# Text passage:
****************************************
In the last decade we have seen a developing awareness and curiosity in the western world towards South Korean culture. In the interior design industry it’s Korean designers that are causing a stir on the international scene. From minimalist wooden structures to artisan-made furnishings, let’s dive into the Korean aesthetic and learn from this source of function and style.
K-pop, K-beauty and other exports from South Korea have led to this cultural phenomenon’s labeling as the Hallyu wave.
From music, art, movies, television dramas to Korean cuisine, fashion and beauty, enthusiasts all over the world have been eating up everything South Korea has to offer.
In the interior design world, the narrative is no different. Korean-style interiors have also established a loyal following.
With Artsper, investigate Korean interior design: a style deeply rooted in heritage.
So what is the Korean aesthetic?
When we think of Korean interior design, images of minimalistic Tao interiors often come to mind.
The style of Korean interior design is often centered around practicality, often out of the necessity of creative use of limited space.
Widely known for its simplicity, elegance and functionality, Korean style is founded on the principle that less is more.
Another founding principle is the use of a few, natural materials in clever craftsmanship will always bring a triumphant outcome.
Minimalist sophistication is the desired look of Korean interior design.
Where function meets style
When it comes to picking out individual elements of a room, low level furniture is the choice of many designers who continue in cultural tradition.
Whilst still functional, these pieces do not denature a space’s style. The room’s harmony is not disturbed by any one piece of furniture nor do any objects stand out. Style then emerges with functionality.
Unlike classic Chinese interiors, Korean interior design does not imply the presence of many decorative objects such as pillows on the sofa. The abundance of furniture is not popular either.
Classic Korean apartments do not have a bed frame. At home, one sleeps on a mattress spread on the floor.
The fabric screen embodies this principle of symbiosis between functionality and style. A staple in Korean interiors, the silk screen acts as a divide. Korean design is never dimensionless.
The wall hangings and silk screens dilute the harshness of the angular architecture through the provision of texture.
These screens serve to decorate as well as divide the space into zones so that a singular room can have multiple spaces.
A decisive rooting in the past
Contemporary Korean design is truly a fascinating place for designers right now as it is a world of paradoxes between western influences and age-old tradition, a blend of modern minimalism with conservative architectural traditions dating back centuries.
Many contemporary designers in South Korea cite an awareness of wanting to create architecture that does not offend their heritage.
In a bid to create something that belongs to this century, these designers must walk the fine line between revisiting ancient Korean folklore, philosophy and heritage whilst providing their clients with something that is new, modern and refreshing.
Heritage influences contemporary design
It is therefore an extremely important task of Korean architects and designers to create spaces that respect and do not contradict their ancestors.
****************************************
# Information given:
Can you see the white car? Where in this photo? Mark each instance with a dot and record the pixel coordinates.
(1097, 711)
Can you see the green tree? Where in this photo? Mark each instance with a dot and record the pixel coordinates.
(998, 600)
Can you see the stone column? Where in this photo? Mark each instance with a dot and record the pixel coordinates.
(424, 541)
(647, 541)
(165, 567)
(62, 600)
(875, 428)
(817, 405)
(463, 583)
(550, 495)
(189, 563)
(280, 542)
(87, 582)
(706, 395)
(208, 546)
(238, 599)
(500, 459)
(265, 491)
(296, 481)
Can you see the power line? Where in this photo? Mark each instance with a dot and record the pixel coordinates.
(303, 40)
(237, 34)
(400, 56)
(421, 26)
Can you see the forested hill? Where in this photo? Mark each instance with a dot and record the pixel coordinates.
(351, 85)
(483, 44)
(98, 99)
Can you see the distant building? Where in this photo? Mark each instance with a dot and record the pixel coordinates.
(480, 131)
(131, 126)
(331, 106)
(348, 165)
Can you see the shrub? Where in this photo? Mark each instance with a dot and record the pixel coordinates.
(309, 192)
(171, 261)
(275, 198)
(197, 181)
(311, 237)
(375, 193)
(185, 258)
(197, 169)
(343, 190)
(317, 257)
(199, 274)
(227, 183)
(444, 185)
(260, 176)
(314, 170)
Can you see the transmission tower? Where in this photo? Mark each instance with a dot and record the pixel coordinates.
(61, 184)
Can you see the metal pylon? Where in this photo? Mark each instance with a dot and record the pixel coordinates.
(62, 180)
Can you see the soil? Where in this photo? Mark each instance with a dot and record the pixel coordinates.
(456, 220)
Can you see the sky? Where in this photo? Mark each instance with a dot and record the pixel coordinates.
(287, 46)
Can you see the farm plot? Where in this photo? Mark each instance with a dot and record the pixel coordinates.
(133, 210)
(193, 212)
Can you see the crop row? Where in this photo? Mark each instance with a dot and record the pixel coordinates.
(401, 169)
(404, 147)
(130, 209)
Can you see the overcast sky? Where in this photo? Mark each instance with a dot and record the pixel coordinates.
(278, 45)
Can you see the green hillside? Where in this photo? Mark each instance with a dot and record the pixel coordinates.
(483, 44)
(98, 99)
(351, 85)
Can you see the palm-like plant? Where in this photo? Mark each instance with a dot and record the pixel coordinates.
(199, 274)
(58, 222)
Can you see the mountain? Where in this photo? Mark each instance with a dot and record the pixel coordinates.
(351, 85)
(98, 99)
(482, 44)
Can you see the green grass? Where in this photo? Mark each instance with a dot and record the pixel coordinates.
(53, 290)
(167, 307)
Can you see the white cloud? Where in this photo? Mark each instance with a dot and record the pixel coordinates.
****************************************
# Task A:
In the Korean interior design passage, what does one sleep on at home in a classic Korean apartment?
# Task B:
For each statement, say yes or no according to the Korean interior design passage, and quote the words that decide it.
(i) Korean style rests on the idea that less is more.
(ii) Korean interiors typically feature many decorative objects, such as pillows on the sofa.
(iii) Screens can split a single room into several zones.
The material above is separate from the Korean interior design passage and has nothing to do with it.

# Result A:
A mattress spread on the floor.

# Result B:
(i) Yes: "Korean style is founded on the principle that less is more."
(ii) No: "Korean interior design does not imply the presence of many decorative objects such as pillows on the sofa."
(iii) Yes: "divide the space into zones so that a singular room can have multiple spaces."